• **文書の抜粋**
++++++++++++++++++++

Figure 1 終末糖化産物(AGE)形成の経路
生体内の果糖(フルクトース)は、果糖、砂糖、異性化糖(『果糖ぶどう糖液糖』などと表記:high-fructose corn syrup)を含む食品を摂取する(exogenous route)以外に、体内でブドウ糖(グルコース)から生成される経路(endogenous route)も存在します。
これ(endogenous route)は、高血糖状態(hyperglycemic conditions)で、脳、神経組織、腎臓、眼球、赤血球(brain and nerve tissue, kidney, lens, and red blood cells)などのインスリン非依存の組織(insulin-independent tissue)において、細胞内のブドウ糖の濃度上昇(intracellular glucose concentration)によりポリオール経路(polyol pathway)が亢進し、ブドウ糖がソルビトール(sorbitol)を経由して果糖に変換される経路です。
これらふたつの経路(果糖・砂糖・異性化糖の摂取、および細胞内でのブドウ糖から果糖への変換)を経て生体内に存在する果糖から終末糖化物質(Fru-AGE)が形成されるわけですが、さらに、食品にすでに含まれる果糖由来の終末糖化産物(Dietary Fru-AGE)を直接摂取する経路もあります。

++++++++++++++++++++

• **取り組む課題**
果糖から終末糖化産物が形成される経路を述べた上の文章を、最後の文の後から書き継ぎなさい。

++++++++++++++++++++

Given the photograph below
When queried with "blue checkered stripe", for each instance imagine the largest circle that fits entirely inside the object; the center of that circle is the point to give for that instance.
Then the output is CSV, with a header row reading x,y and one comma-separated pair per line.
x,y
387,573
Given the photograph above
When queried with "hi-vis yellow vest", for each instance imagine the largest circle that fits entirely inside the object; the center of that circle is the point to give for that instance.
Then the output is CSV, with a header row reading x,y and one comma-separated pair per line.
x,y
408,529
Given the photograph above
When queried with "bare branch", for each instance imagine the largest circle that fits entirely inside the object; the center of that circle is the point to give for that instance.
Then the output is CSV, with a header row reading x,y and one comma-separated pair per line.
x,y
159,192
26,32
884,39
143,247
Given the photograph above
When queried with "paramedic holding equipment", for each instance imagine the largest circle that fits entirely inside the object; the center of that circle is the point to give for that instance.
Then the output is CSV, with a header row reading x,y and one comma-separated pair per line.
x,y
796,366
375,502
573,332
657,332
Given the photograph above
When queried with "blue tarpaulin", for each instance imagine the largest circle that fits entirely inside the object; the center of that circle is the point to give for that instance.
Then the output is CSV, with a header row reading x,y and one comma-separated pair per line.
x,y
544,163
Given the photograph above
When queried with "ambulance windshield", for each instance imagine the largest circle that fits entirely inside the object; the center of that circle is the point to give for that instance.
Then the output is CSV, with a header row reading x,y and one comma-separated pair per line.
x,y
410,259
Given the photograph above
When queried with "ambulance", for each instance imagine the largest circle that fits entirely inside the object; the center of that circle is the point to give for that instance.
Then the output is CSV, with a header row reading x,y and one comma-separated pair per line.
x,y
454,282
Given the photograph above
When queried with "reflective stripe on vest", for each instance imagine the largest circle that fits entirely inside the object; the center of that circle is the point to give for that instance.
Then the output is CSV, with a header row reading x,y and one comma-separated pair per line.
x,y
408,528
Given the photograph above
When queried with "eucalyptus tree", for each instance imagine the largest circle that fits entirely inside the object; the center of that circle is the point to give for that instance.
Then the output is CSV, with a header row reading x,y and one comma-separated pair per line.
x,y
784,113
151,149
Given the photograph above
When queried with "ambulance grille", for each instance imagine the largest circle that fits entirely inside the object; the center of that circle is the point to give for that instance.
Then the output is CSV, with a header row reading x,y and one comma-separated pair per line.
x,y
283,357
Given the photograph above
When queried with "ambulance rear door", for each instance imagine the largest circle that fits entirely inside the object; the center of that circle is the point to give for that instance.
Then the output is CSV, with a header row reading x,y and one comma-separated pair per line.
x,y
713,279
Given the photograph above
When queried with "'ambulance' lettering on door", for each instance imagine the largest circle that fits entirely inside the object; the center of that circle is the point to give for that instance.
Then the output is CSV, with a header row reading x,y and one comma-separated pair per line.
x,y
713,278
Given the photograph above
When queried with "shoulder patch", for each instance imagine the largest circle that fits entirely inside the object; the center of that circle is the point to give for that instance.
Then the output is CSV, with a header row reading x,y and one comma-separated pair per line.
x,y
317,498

++++++++++++++++++++

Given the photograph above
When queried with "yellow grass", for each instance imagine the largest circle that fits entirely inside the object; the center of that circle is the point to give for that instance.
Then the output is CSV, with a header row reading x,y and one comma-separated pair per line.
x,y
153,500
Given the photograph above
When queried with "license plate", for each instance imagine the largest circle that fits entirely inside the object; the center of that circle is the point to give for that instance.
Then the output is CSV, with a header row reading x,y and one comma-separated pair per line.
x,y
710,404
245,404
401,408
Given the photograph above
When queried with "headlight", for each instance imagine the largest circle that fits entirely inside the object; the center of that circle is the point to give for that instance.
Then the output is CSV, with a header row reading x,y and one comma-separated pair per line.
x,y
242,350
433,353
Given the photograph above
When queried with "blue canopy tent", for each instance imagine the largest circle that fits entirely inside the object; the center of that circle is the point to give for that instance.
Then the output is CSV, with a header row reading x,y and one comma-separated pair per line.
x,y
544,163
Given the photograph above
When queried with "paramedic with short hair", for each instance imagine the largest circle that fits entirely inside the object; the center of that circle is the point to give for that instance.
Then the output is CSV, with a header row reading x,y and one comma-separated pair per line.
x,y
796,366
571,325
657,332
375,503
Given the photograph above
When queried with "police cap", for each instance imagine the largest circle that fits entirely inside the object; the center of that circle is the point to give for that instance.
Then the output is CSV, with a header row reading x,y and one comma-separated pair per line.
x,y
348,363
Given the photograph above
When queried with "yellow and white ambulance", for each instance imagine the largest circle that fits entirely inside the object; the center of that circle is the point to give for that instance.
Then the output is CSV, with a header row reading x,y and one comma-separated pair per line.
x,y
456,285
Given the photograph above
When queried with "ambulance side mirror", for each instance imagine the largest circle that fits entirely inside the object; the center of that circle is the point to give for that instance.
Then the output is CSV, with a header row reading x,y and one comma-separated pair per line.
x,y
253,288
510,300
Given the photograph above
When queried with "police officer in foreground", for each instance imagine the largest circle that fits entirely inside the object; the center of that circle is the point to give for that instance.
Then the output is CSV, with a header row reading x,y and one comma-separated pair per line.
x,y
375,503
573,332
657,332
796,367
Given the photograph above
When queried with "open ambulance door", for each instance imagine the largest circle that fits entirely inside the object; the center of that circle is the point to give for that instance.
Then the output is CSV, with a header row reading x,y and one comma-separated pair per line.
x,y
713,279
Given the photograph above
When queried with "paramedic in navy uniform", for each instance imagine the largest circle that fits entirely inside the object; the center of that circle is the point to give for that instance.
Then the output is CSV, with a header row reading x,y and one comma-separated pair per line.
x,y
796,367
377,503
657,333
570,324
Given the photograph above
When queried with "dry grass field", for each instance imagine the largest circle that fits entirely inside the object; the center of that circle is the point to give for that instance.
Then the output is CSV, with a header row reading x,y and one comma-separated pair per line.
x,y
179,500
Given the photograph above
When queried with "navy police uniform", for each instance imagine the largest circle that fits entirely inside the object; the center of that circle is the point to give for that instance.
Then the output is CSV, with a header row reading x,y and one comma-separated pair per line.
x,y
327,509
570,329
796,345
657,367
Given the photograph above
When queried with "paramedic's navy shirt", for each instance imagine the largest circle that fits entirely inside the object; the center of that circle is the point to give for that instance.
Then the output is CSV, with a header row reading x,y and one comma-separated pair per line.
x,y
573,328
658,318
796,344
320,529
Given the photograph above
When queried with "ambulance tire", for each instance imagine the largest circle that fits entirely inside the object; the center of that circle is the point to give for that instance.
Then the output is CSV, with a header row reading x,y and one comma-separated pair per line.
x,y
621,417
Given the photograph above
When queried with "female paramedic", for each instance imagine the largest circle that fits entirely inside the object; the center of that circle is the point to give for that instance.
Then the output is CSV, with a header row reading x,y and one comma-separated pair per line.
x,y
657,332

++++++++++++++++++++

• **出力**
前掲論文の Figure 10 は、これら3つの経路を図示しています。
Figure 10 生体内での果糖由来のAGE(Fru-AGE)形成の経路
また、同論文のFigure 9は、食品中に含まれるフルクトース由来の終末糖化産物(Fru-AGE)のレベルの測定結果ですが、ジュース(Juice)および炭酸飲料(Carbonated drink)はかなりのFru-AGEを含んでおり、乳酸飲料(Lactic acid bacteria-based beverage)は少量でもさらに多くのFru-AGEを含んでいることが示されています。
「乳酸飲料はその原料に多量の脱脂粉乳(skim milk)と単糖(simple sugar)を含んでおり、製造過程でメイラード反応の生成物が容易に形成され得る」としています。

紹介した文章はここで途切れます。